→ **ENTRIES SHOWN**:
»»

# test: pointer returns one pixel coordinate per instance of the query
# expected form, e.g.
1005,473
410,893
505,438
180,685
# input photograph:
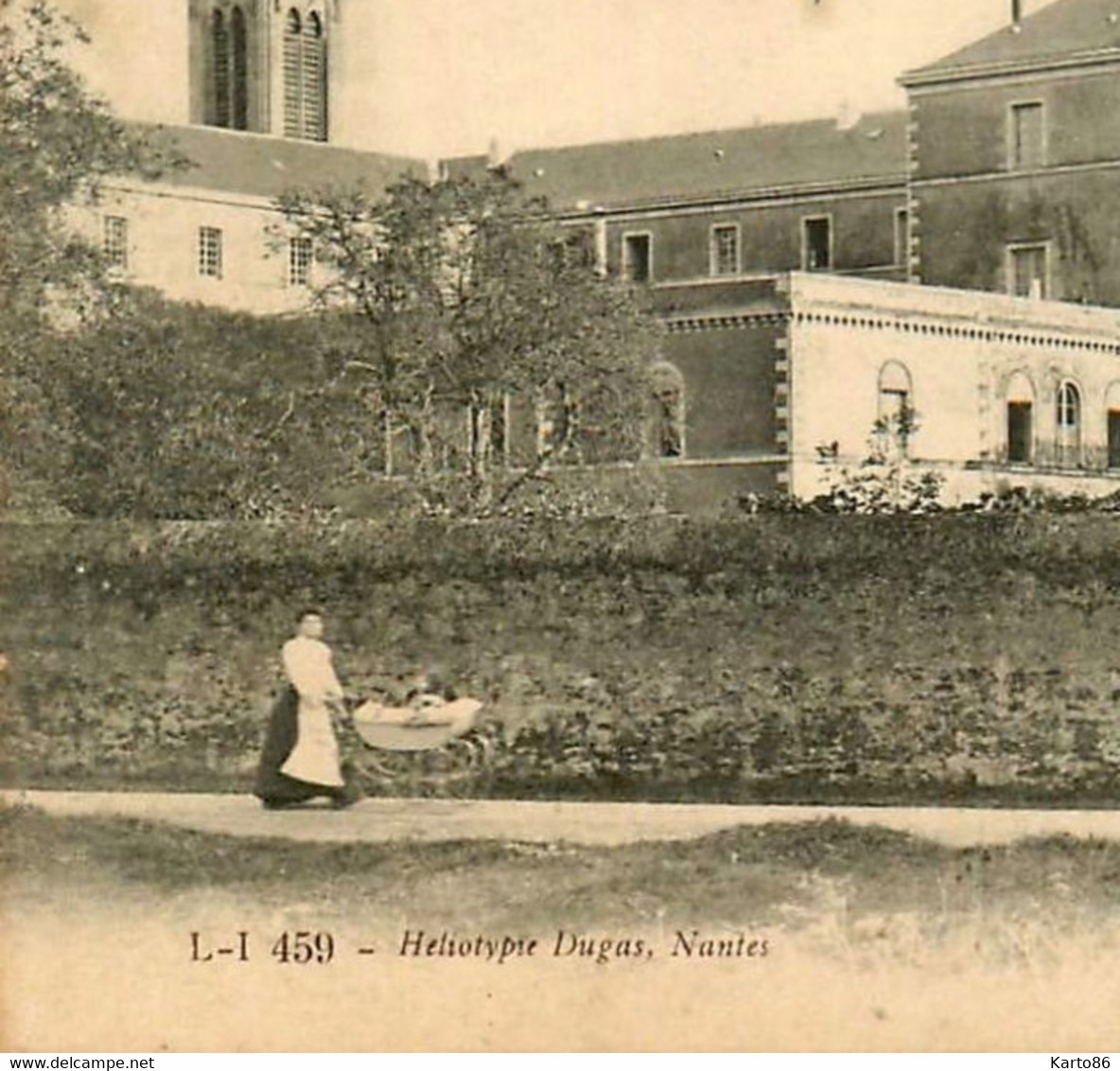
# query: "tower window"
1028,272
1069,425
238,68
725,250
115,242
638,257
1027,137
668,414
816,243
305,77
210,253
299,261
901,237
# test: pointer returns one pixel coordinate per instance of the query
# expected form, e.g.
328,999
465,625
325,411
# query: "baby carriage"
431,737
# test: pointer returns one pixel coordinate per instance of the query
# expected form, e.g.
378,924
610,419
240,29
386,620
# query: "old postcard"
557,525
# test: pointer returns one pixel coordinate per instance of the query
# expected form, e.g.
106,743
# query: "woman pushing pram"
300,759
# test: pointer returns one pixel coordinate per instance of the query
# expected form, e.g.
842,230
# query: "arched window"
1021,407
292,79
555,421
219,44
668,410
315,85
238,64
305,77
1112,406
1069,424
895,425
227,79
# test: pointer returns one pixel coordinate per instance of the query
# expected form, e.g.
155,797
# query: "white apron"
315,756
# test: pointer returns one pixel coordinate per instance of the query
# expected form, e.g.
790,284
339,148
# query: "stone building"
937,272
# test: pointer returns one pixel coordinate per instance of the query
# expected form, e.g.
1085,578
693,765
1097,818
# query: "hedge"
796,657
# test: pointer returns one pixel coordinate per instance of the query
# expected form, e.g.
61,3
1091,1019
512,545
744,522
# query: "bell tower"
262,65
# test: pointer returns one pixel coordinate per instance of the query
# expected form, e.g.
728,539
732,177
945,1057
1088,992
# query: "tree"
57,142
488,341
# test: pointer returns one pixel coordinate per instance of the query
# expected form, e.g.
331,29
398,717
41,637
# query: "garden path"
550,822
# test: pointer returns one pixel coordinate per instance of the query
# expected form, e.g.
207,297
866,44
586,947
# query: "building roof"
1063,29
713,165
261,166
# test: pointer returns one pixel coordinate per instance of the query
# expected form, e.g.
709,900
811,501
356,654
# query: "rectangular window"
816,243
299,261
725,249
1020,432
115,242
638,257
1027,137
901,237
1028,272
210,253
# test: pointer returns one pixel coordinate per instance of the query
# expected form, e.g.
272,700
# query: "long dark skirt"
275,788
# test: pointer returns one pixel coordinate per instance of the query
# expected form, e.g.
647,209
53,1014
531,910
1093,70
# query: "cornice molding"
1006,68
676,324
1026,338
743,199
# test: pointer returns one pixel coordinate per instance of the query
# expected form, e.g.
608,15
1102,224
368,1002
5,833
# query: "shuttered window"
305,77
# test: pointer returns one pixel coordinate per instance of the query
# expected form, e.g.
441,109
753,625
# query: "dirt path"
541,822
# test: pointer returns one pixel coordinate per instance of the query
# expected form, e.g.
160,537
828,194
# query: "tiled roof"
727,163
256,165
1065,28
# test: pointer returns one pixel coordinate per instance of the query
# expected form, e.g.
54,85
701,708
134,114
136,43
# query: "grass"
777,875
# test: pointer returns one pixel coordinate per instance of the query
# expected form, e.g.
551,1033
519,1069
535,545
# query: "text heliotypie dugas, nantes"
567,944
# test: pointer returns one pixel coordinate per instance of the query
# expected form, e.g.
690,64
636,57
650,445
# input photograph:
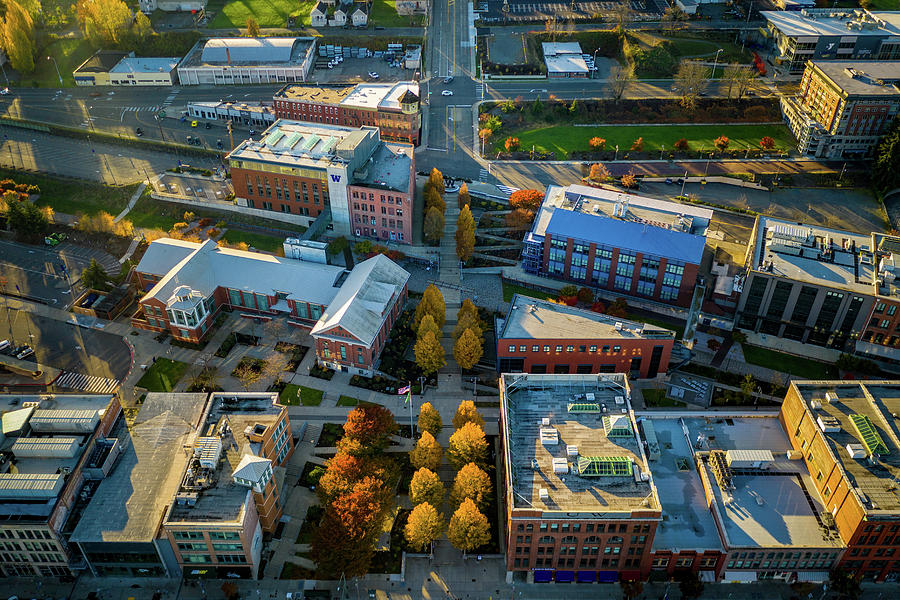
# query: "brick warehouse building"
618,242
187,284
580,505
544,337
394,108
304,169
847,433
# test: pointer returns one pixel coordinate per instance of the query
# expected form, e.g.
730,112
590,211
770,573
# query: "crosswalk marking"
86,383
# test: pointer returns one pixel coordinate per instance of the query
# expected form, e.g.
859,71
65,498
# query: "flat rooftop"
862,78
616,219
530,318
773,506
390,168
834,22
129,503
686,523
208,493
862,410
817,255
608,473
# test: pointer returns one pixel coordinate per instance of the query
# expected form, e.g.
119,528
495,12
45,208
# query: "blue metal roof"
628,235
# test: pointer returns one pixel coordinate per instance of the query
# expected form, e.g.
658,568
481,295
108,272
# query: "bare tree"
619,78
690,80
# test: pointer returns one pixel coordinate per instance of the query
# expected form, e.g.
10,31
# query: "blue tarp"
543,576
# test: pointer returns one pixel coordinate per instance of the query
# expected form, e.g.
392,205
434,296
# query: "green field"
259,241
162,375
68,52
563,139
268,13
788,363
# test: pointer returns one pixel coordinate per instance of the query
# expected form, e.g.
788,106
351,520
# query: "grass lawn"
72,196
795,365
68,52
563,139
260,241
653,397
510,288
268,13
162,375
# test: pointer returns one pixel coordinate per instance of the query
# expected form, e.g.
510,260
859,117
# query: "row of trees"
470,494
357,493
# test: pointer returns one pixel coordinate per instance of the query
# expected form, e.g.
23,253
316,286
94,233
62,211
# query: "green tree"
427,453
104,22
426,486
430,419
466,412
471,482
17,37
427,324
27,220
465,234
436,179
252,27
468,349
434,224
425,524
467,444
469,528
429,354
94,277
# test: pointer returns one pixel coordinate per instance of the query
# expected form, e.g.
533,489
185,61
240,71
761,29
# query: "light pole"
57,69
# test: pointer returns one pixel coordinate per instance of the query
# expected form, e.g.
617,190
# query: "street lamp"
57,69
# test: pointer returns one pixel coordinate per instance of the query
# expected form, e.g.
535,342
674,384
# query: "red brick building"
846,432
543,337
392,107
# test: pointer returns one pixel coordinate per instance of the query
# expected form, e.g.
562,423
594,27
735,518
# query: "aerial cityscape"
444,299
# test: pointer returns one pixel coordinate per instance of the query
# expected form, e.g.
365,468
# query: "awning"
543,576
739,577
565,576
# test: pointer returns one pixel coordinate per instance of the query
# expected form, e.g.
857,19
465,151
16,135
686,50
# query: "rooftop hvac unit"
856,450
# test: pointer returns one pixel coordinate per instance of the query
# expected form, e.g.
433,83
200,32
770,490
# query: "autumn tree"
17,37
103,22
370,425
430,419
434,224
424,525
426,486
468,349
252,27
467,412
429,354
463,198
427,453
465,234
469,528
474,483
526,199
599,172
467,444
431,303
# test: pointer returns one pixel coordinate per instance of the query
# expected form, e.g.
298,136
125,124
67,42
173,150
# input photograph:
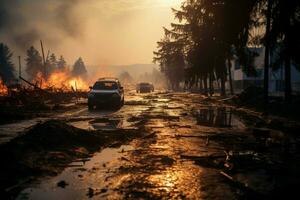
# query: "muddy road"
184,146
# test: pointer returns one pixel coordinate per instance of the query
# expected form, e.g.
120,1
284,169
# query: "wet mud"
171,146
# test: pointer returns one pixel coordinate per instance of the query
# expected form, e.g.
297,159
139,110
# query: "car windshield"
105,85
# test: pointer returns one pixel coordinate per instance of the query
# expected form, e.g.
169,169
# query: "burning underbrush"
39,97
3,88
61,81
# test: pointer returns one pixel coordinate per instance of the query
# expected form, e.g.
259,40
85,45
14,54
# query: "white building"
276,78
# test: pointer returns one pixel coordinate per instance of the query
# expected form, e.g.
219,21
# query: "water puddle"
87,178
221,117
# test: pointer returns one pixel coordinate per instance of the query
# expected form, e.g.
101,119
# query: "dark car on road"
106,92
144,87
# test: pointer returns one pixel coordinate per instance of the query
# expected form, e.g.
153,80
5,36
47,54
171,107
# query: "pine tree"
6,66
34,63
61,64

««
»»

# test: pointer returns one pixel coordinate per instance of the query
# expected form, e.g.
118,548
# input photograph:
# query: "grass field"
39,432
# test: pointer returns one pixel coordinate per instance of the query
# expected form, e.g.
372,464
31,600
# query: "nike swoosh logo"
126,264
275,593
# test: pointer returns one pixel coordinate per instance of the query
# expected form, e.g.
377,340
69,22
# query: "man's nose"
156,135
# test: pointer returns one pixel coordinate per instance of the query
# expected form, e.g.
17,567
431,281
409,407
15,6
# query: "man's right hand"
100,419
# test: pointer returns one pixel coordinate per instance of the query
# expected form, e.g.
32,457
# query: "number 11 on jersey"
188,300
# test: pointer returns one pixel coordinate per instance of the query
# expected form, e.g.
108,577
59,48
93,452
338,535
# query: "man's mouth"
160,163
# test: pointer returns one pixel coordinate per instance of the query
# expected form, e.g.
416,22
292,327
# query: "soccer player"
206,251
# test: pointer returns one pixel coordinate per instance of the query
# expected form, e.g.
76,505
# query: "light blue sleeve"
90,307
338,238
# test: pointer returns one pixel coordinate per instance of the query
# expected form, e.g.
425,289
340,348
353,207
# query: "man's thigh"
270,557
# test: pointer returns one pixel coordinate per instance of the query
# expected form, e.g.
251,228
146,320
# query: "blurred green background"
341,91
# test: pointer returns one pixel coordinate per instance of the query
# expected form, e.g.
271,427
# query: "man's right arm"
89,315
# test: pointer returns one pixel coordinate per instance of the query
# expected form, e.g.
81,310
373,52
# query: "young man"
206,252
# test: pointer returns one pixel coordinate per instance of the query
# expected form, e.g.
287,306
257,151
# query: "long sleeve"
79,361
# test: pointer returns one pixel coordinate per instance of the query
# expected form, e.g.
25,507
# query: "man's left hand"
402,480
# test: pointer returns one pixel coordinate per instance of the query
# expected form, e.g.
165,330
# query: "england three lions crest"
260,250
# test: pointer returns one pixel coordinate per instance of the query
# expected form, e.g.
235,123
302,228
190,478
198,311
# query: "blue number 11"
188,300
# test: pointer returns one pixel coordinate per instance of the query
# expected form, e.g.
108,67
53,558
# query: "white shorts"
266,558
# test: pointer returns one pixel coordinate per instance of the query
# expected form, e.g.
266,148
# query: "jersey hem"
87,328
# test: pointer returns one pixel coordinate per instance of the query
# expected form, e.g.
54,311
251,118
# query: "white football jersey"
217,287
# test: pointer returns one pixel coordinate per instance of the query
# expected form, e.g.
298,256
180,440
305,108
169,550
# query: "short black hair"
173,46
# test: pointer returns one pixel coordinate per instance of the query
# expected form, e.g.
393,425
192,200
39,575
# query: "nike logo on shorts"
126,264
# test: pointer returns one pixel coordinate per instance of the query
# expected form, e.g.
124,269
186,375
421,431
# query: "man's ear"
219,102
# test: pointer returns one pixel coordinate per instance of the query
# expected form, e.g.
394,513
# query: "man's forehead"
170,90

««
»»

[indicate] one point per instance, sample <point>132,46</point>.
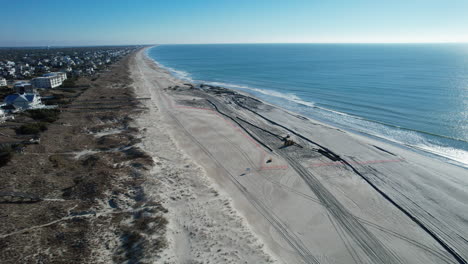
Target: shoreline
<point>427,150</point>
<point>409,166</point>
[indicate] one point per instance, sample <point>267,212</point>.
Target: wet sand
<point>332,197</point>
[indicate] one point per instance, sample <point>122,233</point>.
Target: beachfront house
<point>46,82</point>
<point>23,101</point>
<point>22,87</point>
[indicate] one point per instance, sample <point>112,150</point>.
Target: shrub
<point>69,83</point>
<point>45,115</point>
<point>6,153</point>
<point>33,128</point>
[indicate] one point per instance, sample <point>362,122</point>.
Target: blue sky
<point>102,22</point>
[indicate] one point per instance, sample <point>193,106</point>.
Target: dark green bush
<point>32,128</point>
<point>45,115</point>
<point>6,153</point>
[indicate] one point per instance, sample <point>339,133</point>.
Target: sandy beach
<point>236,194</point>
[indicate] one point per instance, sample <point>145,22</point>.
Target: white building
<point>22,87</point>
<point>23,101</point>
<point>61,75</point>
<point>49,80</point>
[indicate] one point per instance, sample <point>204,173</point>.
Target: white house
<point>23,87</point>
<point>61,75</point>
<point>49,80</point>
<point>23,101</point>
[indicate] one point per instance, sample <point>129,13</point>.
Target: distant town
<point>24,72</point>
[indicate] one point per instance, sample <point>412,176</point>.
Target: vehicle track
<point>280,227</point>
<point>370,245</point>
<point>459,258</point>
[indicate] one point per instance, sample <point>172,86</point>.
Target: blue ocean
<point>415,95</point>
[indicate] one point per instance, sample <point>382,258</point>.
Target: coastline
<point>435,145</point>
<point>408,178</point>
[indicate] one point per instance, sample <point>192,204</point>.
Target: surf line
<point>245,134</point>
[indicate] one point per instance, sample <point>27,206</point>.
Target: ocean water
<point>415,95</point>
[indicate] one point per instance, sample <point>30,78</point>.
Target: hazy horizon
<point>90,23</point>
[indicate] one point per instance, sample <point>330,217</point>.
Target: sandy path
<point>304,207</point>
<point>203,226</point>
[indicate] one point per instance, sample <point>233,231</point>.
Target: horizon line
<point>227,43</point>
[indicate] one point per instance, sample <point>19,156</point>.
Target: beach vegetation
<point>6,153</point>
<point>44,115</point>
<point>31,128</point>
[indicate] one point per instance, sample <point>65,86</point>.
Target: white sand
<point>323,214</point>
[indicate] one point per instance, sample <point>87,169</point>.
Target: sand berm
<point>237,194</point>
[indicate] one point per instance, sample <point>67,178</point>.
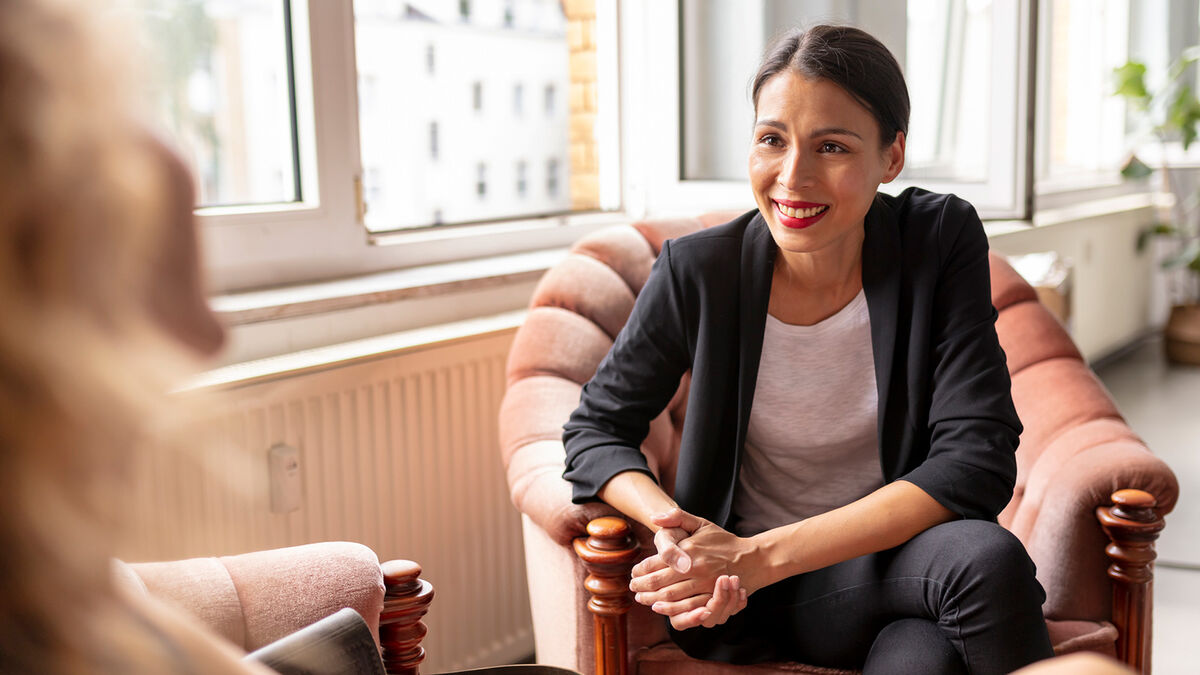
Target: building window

««

→ **WHAT TO PRODUCE**: Please print the lines above word for word, starting at the one with "[indicate] one point per instance, sample <point>30,78</point>." and ending at the one with "Target: building window", both included, and without any picture.

→ **SOLUTION TO THIS EXERCISE**:
[indicate] one point per instance, sample <point>30,78</point>.
Target: hazy horizon
<point>90,23</point>
[indicate] one point per instance, sample <point>330,217</point>.
Target: sandy path
<point>304,207</point>
<point>203,226</point>
[indicate] one point per instance, sample <point>233,231</point>.
Target: horizon line
<point>227,43</point>
[indicate] one point per instance, sample <point>19,156</point>.
Target: beach vegetation
<point>6,153</point>
<point>44,115</point>
<point>31,128</point>
[indicate] one point per instance, sample <point>65,86</point>.
Target: white sand
<point>323,214</point>
[indicate] one point per instance, sample <point>87,169</point>.
Target: sand berm
<point>237,194</point>
[indicate] one point per instance, sample <point>67,178</point>.
Target: building window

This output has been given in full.